Your objective> Among the lines below, copy each one in which "mask" appears.

───

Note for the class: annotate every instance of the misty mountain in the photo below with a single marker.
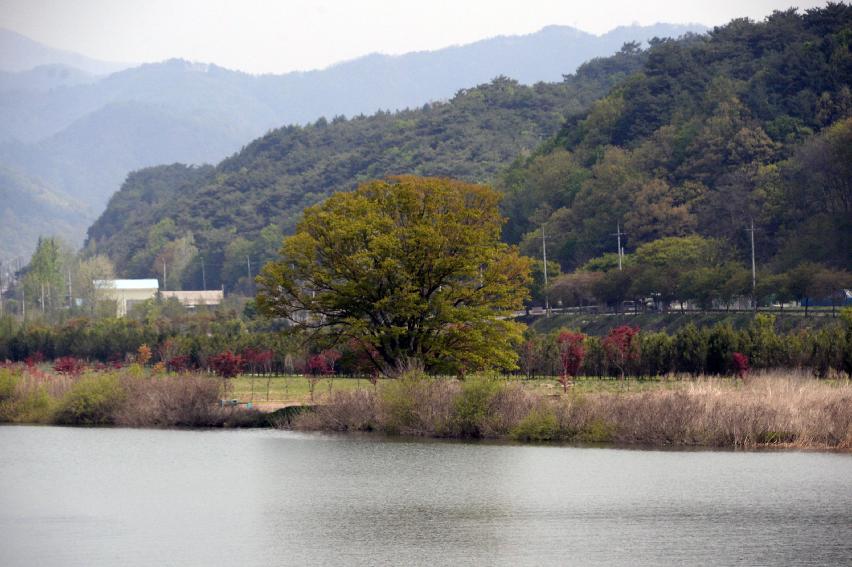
(20, 53)
(80, 138)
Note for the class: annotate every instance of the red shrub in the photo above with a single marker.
(179, 363)
(322, 363)
(226, 364)
(620, 347)
(571, 354)
(258, 361)
(34, 359)
(69, 365)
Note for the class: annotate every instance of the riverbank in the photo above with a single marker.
(771, 410)
(128, 397)
(775, 409)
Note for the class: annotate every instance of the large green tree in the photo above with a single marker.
(408, 268)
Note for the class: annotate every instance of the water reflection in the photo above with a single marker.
(142, 497)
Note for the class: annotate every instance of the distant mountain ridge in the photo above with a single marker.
(20, 53)
(80, 135)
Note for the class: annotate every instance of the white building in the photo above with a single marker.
(196, 298)
(126, 293)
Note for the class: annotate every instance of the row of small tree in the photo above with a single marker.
(628, 351)
(693, 270)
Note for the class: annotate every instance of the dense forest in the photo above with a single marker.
(681, 145)
(750, 121)
(234, 215)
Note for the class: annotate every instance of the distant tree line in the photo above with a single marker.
(629, 351)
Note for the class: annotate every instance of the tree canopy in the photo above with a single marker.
(408, 268)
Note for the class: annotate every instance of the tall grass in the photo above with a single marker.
(773, 409)
(128, 397)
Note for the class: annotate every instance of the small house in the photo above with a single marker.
(126, 293)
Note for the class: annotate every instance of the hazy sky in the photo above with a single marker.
(277, 36)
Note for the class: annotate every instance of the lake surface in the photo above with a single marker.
(260, 497)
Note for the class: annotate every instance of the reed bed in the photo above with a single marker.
(127, 397)
(786, 409)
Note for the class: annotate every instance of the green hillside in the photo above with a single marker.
(681, 145)
(750, 121)
(236, 214)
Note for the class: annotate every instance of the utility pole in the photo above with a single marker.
(70, 294)
(753, 266)
(618, 234)
(544, 260)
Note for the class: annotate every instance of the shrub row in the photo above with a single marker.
(130, 397)
(701, 351)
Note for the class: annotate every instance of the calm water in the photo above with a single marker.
(139, 497)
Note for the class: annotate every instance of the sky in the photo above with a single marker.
(276, 36)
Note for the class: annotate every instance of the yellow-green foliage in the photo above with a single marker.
(91, 401)
(538, 425)
(22, 404)
(471, 407)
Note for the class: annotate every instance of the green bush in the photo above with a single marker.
(597, 431)
(399, 401)
(471, 406)
(36, 406)
(538, 425)
(92, 401)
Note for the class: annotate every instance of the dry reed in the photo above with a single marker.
(771, 409)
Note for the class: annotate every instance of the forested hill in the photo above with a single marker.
(750, 121)
(235, 214)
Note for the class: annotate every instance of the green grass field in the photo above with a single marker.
(296, 389)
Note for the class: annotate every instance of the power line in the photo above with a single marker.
(618, 234)
(753, 266)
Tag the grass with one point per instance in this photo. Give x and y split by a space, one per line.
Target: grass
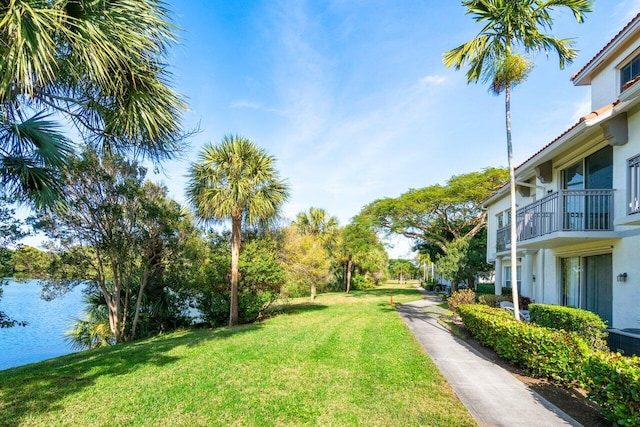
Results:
343 360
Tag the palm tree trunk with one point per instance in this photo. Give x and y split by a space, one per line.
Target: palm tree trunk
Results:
348 275
236 235
512 190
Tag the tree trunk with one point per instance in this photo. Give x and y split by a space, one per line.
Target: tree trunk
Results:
348 275
512 188
143 284
236 236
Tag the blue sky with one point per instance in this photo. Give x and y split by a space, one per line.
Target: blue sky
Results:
352 97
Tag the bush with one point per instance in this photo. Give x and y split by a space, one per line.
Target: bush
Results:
613 382
485 288
589 326
492 300
464 296
543 352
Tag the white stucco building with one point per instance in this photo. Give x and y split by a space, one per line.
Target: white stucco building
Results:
578 200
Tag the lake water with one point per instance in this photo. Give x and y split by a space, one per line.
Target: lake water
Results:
43 337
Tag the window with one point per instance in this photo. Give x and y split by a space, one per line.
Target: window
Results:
633 185
507 277
629 72
503 219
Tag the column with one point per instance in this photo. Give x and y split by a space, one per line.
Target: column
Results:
498 276
527 275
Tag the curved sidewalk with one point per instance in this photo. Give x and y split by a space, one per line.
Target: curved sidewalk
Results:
491 394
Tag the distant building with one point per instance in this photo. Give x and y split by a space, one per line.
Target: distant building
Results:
578 219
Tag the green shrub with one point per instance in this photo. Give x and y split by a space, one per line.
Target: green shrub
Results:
481 321
492 300
589 326
556 355
464 296
485 288
613 382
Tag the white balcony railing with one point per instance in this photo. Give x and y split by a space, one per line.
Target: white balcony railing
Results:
564 210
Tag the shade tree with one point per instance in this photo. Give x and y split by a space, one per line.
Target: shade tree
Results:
116 231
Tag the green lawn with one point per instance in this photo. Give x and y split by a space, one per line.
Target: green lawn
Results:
343 360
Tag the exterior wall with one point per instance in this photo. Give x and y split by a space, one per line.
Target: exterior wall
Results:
493 210
605 84
620 156
540 258
626 295
604 88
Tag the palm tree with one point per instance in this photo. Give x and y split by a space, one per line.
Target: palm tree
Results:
99 65
236 180
512 29
317 222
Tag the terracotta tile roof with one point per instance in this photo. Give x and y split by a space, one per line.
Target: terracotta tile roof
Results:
589 116
630 83
612 41
586 117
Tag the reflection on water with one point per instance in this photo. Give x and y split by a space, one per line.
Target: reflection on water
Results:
43 337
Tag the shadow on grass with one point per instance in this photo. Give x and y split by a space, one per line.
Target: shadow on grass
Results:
39 388
298 308
384 292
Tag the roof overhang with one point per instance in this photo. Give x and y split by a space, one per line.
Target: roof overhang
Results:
584 75
592 125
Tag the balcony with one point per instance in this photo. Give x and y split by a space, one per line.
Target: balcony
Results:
569 213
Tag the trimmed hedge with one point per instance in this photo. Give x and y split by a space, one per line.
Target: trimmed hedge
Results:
613 382
464 296
589 326
543 352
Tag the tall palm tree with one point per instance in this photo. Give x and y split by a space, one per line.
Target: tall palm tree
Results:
99 65
512 29
236 180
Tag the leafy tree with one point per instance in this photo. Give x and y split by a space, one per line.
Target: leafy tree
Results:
236 180
261 279
512 29
317 222
306 261
10 232
438 214
93 330
402 269
361 250
120 232
31 263
98 65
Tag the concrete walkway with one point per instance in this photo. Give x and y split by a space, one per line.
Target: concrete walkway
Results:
492 395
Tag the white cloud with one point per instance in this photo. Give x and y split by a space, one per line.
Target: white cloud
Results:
242 103
431 80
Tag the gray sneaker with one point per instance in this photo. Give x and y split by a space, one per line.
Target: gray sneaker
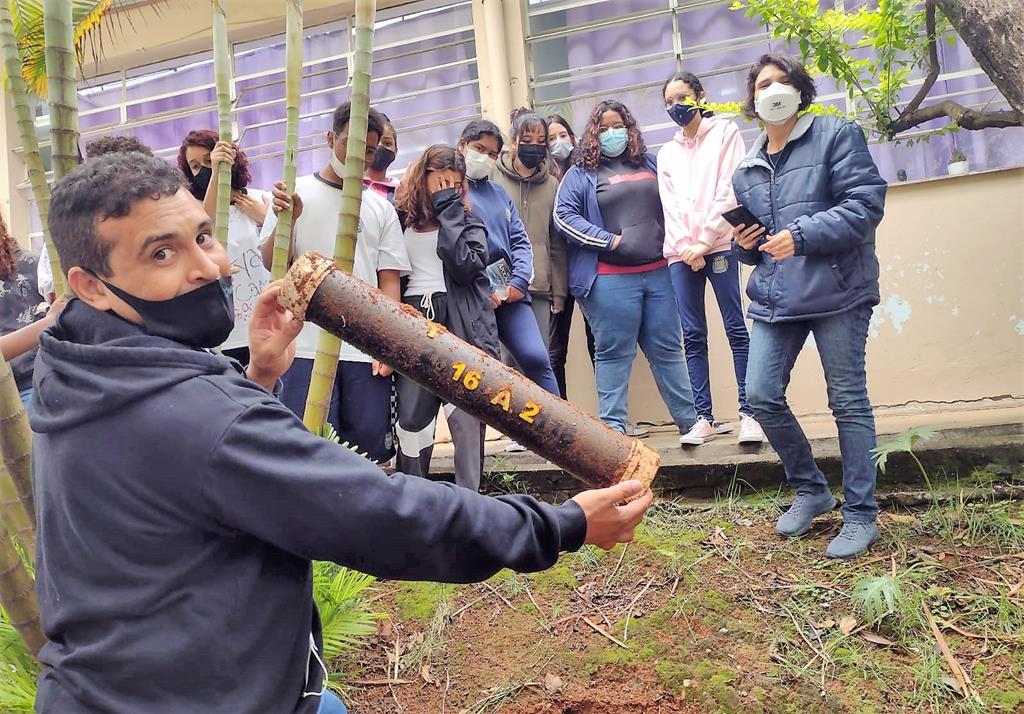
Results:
852 541
806 506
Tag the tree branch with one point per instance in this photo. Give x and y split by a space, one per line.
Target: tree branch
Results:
964 117
933 64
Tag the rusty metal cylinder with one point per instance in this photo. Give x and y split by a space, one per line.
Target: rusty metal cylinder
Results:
463 375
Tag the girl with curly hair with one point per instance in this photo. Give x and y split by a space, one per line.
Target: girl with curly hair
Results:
201 157
609 210
448 250
22 310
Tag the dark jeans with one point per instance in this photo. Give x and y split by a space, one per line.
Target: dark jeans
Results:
558 342
722 270
519 334
841 340
360 405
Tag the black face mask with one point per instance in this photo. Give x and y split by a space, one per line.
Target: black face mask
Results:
202 318
383 159
201 181
531 155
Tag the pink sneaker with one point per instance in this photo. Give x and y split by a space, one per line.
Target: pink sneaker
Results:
700 432
750 431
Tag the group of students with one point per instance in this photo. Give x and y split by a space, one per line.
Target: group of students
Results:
498 241
179 500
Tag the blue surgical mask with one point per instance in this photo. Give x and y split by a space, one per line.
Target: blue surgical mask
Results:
561 149
613 142
682 114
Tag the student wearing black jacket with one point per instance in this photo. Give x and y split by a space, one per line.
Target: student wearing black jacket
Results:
448 249
179 503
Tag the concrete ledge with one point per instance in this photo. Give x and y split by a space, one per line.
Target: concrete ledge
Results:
711 470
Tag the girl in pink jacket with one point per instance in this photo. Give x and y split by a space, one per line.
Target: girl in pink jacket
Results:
694 172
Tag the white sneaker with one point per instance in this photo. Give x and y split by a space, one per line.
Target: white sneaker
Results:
750 431
636 431
700 432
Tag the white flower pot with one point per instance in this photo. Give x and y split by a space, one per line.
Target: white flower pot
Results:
958 168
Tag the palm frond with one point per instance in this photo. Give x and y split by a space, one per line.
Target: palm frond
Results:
90 17
346 616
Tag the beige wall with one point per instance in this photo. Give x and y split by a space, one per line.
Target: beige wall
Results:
950 326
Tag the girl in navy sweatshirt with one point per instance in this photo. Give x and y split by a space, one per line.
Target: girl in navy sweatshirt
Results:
510 264
609 209
448 249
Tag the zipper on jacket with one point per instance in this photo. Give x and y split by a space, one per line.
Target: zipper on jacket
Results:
774 220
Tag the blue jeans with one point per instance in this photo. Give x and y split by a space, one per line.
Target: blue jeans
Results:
639 308
722 270
841 341
520 335
330 704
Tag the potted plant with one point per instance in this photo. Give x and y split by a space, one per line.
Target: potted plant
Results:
957 163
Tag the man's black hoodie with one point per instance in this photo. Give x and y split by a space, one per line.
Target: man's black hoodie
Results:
179 506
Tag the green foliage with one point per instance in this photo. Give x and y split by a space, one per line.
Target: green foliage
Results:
419 601
17 671
346 616
904 444
877 597
870 50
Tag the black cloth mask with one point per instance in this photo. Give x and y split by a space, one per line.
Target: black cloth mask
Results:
531 155
383 159
202 318
201 181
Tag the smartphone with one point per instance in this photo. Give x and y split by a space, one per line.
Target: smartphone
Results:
741 216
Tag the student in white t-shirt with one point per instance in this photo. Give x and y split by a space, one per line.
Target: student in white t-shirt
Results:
360 405
200 158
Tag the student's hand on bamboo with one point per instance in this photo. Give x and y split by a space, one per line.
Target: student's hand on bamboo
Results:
282 201
271 339
609 519
222 153
255 210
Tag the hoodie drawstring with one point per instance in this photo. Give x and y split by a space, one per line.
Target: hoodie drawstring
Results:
427 303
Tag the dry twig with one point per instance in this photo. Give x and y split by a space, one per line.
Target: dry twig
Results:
604 634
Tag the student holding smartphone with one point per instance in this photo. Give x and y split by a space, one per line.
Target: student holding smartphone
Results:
695 181
811 181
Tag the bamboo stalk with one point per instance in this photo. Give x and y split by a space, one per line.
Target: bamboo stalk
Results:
15 437
328 346
17 594
293 87
61 67
222 73
30 142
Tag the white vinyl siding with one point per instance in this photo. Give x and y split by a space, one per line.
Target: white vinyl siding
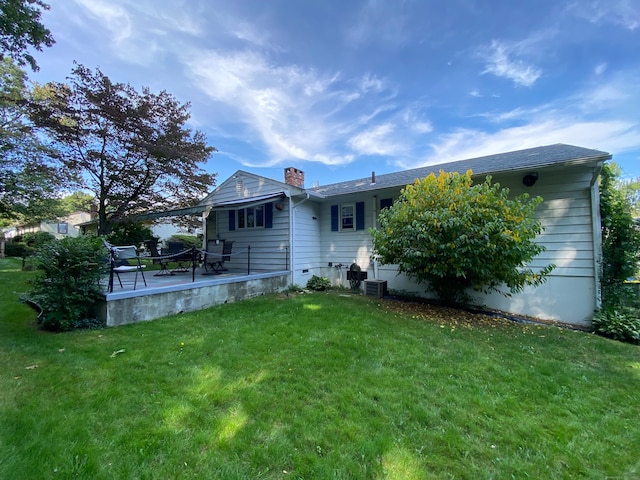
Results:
269 246
306 237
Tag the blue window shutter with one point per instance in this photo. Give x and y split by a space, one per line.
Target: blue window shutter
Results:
232 220
334 218
359 215
268 215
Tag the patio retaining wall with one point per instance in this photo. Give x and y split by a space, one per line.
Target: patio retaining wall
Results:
143 305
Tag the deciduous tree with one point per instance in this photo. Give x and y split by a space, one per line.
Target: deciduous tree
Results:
450 235
20 27
132 148
29 174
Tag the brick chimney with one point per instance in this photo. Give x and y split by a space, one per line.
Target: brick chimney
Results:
293 176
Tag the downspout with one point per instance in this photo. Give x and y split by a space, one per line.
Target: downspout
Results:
292 206
596 222
374 222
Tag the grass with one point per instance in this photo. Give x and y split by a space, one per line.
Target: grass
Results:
319 385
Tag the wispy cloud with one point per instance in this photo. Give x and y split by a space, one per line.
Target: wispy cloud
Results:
378 140
501 61
114 17
600 68
294 112
379 22
598 116
625 13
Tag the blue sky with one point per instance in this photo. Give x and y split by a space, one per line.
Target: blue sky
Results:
343 88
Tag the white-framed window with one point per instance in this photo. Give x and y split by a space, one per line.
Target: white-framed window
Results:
251 217
347 216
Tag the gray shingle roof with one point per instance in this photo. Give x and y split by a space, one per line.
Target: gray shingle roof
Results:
502 162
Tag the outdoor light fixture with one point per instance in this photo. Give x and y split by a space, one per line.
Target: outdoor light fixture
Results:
530 179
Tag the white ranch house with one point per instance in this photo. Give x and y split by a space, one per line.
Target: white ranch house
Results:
323 230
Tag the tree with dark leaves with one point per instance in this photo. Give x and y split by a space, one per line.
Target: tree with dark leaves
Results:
132 148
30 176
20 27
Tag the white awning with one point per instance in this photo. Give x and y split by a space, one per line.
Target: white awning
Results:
244 202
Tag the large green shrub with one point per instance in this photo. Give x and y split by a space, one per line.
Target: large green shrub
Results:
619 316
452 236
620 238
318 283
620 324
68 285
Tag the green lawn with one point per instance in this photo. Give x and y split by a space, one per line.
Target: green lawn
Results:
310 386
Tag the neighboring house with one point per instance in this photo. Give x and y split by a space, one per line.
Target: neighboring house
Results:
67 226
163 230
323 230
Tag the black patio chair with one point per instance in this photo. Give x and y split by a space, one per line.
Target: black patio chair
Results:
152 246
177 253
122 258
218 252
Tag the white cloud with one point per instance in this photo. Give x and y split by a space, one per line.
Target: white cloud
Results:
625 13
601 116
378 140
501 61
115 17
600 68
295 112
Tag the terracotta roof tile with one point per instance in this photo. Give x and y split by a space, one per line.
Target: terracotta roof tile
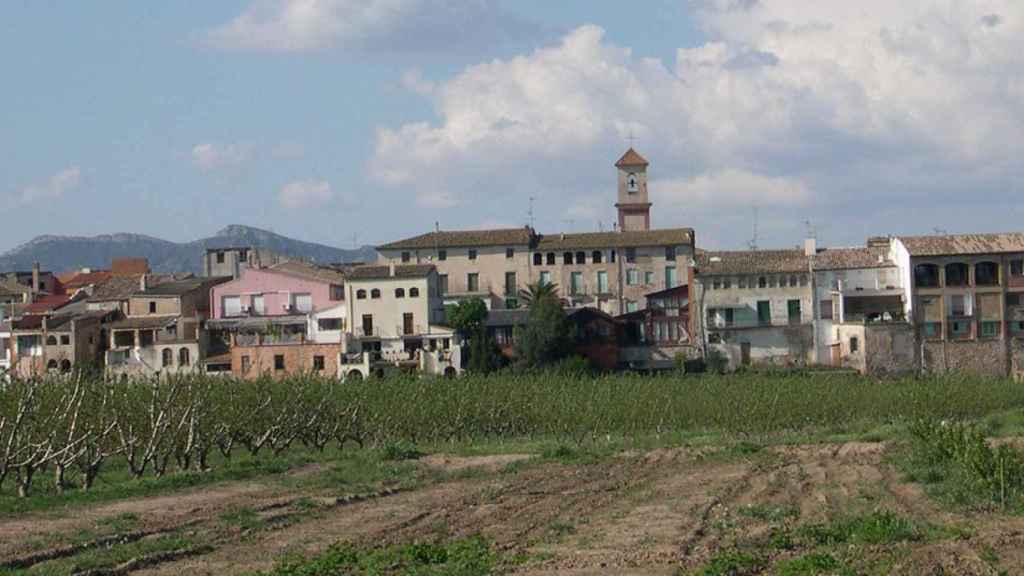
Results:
631 158
964 244
464 238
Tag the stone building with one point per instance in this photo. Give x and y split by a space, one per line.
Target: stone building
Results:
609 271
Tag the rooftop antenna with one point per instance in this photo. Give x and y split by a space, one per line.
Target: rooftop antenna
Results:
753 244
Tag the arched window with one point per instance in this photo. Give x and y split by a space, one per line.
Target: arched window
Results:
956 274
986 274
926 276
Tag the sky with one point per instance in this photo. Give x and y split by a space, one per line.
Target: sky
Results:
359 122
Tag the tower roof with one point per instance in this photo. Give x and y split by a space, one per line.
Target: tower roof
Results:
631 158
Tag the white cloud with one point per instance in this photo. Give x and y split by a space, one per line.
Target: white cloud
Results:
53 188
305 194
295 26
837 110
210 157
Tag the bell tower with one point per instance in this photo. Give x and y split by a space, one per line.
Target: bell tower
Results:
633 205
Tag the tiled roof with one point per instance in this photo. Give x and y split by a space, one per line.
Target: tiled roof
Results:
308 272
851 258
752 261
964 244
631 158
377 273
625 239
464 238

───

Answer section>
Tag the black face mask with one point per instance in this photo. Give x and y split by a space, one per line.
Target: black face mask
Tag the blue surgical mask with one point per instance in this photo. Give x and y split by a space, one per line.
Target: blue surgical mask
Tag the black cloth mask with one point per instance in this photo. Give x and y split by a space, one per line.
Target: black cloth mask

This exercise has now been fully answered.